Work item:
Go through the material and tally the lines containing the string "tower". Give the total alone.
┌──
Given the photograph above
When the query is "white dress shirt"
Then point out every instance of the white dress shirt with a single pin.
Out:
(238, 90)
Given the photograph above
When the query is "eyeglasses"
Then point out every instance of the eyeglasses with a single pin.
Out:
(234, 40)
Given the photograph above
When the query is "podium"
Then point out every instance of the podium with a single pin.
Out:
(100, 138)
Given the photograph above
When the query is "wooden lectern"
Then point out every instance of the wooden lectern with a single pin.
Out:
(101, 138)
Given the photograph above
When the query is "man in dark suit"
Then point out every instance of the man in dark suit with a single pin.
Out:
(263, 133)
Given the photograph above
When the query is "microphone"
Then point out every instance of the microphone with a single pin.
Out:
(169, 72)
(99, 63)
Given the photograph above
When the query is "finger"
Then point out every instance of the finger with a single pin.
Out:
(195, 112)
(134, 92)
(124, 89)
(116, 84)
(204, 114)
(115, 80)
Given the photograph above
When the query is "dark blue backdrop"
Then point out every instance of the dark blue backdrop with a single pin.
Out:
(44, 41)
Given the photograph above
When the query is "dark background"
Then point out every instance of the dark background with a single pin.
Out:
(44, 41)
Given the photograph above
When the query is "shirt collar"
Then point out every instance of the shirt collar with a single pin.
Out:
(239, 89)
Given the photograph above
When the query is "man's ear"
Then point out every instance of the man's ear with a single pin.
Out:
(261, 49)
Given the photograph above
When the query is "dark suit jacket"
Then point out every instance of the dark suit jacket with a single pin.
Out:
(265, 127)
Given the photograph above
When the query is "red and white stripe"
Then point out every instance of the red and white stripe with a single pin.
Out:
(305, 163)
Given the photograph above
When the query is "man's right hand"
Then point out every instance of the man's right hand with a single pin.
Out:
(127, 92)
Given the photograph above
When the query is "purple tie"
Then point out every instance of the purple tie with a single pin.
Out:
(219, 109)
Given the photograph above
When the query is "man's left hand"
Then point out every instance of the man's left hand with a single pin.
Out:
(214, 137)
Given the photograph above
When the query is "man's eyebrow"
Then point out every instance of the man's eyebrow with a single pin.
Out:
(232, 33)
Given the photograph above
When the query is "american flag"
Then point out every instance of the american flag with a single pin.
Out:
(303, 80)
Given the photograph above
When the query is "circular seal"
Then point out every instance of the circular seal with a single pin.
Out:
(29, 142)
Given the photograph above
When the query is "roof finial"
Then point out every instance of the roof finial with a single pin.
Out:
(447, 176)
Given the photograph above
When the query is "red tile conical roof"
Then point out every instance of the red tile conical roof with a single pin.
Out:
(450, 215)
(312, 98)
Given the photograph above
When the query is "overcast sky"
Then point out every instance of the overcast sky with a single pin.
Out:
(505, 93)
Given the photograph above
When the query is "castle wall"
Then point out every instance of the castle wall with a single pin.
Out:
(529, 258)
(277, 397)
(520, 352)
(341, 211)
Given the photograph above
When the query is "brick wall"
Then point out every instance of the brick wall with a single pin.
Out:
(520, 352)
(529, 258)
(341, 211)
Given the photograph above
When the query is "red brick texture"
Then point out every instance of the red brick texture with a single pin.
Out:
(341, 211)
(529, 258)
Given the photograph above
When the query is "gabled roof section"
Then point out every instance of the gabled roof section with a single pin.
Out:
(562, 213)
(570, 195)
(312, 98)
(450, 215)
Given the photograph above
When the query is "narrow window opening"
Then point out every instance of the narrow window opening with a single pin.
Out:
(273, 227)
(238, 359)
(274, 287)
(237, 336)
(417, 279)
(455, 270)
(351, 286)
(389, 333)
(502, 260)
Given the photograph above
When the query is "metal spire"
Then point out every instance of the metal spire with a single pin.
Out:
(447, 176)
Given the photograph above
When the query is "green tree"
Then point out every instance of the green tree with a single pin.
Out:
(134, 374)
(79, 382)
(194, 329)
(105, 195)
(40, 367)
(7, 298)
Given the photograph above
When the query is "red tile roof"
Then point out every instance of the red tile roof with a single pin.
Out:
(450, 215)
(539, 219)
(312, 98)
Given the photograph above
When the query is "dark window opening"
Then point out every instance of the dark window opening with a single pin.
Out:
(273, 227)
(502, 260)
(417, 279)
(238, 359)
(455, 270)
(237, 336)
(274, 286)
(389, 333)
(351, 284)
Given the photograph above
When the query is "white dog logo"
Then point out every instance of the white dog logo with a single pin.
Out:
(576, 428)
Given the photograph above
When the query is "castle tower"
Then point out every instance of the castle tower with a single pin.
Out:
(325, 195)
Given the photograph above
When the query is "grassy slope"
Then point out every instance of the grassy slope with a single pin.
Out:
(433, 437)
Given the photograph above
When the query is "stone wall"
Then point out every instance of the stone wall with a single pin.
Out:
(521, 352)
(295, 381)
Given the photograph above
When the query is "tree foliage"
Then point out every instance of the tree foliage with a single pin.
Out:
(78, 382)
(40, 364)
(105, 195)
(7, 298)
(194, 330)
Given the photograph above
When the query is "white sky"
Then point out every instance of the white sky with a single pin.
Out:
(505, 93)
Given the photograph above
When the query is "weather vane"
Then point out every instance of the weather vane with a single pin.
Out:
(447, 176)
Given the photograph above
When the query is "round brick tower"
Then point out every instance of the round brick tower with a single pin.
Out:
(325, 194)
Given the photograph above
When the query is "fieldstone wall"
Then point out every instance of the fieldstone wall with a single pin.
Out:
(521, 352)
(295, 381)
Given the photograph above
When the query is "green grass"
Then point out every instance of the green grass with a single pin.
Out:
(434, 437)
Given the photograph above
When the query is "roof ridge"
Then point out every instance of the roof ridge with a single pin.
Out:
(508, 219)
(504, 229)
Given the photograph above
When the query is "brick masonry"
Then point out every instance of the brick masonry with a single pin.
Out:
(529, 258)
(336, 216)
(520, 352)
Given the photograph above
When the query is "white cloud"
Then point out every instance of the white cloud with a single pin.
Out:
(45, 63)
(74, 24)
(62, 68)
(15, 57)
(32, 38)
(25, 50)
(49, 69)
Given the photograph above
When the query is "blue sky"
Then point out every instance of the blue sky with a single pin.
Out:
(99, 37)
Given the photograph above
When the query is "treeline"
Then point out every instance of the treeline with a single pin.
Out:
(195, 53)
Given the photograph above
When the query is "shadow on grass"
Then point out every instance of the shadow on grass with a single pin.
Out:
└──
Task response:
4